START TEXT PROVIDED

We drove north, passing Campbell Creek, a fishing hole that many people told us of, and arrived in Inuvik. Inuvik is the north end of the Dempster highway and as far north as you can drive in Canada. Our first stop was the visitor's centre so that we could find out what was in town and plan our day. A beautifully carved rock, an excellent example of northern art was at the entrance of the centre.

Luck was with us that day. Elaine was behind the counter, a really sweet and helpful young girl who told us of the gas and oil convention that was in town and helped us book a flight to Tuktoyaktuk that afternoon. We told her of our enjoyable encounter with an elder we met at the Gwitch'in interpretive centre near Fort McPherson and she replied that that was her father. So we managed to say the right things at the right time.

We lunched in "The Roost" a small restaurant in town, hoping to get musk ox burgers but apparently they hadn't served them in years because it was illegal to sell hunted and non inspected meat. As we ate our "cow" burgers, I couldn't help noticing that a stuffed polar bear behind us was wearing mitts. The waiter said that someone had broken in to the restaurant and had stolen the paws. Sad.

The Oil and Gas convention was a real treat. We met local native organizations who welcomed us with dried fish, dried meat, bannock, Eskimo doughnuts, pens, key chains and any information we cared to get. Tour organizations enthusiastically told us of places to go and the wonderful things we would see. We met Margaret (who we missed in Fort McPherson) and saw her beautiful bead work on her slippers and moccasins. At one booth we spoke to the designer of the proposed highway that would connect Inuvik to Tuktoyaktuk and what the design issues were of building a road across the enormous Mackenzie delta. One fellow had welded together a wind turbine to generate power to charge batteries for remote power. Everyone connected to Oil and Gas was anxious to make a good impression. Many booths featured draws for prizes and we only had time to enter a few.

On the way to the airport, I got a call on my cell phone that I had won a jacket at the convention. We made arrangements to pick it up just before the connection was lost. Our 400$ per person flight to Tuktoyaktuk left at 5:00 pm. Now you may think that this is rather late in the day to visit a new town but remember that the sun isn't setting so the time really doesn't matter. More people than normal booked the tour because of the oil and gas convention so the first plane wasn't big enough. So Rosamund, Janie and I loaded ourselves into a four passenger plane and flew separately. Viewing the Mackenzie delta from the air was a real treat. All flat, and about 50% water with meandering streams generally flowing north west.

END TEXT PROVIDED

> _WRITTEN REQUEST A_
Answer these about the Inuvik travel account:
(i) What did Elaine help book?
(ii) Why had The Roost stopped serving musk ox burgers?
(iii) What time did the flight to Tuktoyaktuk leave?
> _WRITTEN REQUEST B_
Please write the next part of the Inuvik travel account, picking up after its final sentence.

START ENTRIES SHOWN

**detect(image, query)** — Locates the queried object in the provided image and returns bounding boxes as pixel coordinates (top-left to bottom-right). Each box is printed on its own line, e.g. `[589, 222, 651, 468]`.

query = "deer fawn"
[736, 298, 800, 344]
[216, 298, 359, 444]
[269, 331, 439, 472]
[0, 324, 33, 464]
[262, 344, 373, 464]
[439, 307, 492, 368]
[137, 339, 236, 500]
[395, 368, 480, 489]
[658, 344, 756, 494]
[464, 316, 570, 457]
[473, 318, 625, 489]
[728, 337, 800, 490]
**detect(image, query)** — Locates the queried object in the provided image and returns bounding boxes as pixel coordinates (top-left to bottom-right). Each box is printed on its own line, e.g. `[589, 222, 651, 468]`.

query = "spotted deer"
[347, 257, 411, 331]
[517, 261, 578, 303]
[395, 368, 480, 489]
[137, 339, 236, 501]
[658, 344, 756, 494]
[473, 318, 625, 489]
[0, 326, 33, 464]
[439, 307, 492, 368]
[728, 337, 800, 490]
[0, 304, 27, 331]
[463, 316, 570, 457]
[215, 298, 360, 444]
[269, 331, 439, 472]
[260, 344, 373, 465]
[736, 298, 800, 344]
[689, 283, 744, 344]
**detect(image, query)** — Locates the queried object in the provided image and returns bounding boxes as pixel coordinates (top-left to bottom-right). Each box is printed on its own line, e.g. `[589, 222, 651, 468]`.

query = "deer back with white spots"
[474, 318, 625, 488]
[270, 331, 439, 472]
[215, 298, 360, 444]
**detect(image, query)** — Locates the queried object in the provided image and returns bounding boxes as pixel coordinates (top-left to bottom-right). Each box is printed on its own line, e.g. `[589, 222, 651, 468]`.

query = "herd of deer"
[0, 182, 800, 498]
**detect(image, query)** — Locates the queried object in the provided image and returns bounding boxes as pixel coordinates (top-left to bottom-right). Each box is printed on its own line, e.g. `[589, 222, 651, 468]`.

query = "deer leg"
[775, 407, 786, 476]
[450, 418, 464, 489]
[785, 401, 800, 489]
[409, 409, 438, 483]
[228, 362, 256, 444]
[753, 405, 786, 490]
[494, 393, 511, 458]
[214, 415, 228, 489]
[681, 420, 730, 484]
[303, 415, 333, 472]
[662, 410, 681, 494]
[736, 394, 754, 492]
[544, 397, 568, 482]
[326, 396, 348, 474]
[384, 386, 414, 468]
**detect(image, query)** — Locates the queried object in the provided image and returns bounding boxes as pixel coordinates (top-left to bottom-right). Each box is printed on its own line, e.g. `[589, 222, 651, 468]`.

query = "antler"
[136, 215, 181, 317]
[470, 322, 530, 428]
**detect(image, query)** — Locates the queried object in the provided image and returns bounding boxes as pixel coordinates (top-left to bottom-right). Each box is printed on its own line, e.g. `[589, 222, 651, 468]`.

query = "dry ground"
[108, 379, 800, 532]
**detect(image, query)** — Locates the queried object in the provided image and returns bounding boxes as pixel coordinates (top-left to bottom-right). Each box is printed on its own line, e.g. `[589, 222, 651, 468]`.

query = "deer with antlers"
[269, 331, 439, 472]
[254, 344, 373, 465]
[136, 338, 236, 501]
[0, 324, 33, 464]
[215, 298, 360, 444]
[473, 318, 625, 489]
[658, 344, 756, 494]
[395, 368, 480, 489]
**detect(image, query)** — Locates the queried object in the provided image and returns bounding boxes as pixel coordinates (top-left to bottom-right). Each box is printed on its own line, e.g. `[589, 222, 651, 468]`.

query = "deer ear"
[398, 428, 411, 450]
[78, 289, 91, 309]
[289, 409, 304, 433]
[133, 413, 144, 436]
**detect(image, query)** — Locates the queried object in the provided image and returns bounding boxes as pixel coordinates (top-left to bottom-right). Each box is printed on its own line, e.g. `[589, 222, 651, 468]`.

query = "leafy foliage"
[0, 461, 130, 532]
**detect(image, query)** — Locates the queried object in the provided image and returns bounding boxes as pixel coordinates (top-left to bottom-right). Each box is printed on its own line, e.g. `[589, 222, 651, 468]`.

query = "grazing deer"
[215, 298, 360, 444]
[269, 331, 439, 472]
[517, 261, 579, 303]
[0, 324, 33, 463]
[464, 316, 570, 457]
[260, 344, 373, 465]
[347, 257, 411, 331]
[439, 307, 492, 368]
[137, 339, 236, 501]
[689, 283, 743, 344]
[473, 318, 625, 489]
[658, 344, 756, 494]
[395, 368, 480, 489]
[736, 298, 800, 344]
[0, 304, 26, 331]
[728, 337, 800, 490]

END ENTRIES SHOWN

> _TASK ANSWER A_
(i) A flight to Tuktoyaktuk that afternoon.
(ii) It was illegal to sell hunted and non-inspected meat.
(iii) 5:00 pm.

> _TASK ANSWER B_
Our guides, John, and his daughter Miranda, met us at the runway and we took a mini-bus tour through the town. We were assigned to Miranda who was really nice but not as knowledgeable as John. She told us she was educated in the south (Hay River NWT). Both were Inuvialuit but Miranda's grandfather was "a Texan who ran away from home" so some of the Inuvialuit features were softened. Her boyfriend however was very "traditional" and they often hunted and fished. She had shot a wolf, but she wasn't too happy about it.

By cell phone, Miranda's mother contacted a friend who sold us Kwok. In a town of 900 people, word gets around fast. Kwok is dried whitefish that has been smoked for four days with cotton wood that had drifted on to the shore in this treeless land. Kwok is also the Inuvialuit word for chilly according to Miranda. It was a kwok day.

As part of the tour, we climbed a pingo. Pingos are hills that form when ground water gets trapped by the permafrost above. As the water freezes, it forms a large underground ice lens with a distinctive muffin like shape. John told us that Tuktoyaktuk, in English, means "land of many pingos".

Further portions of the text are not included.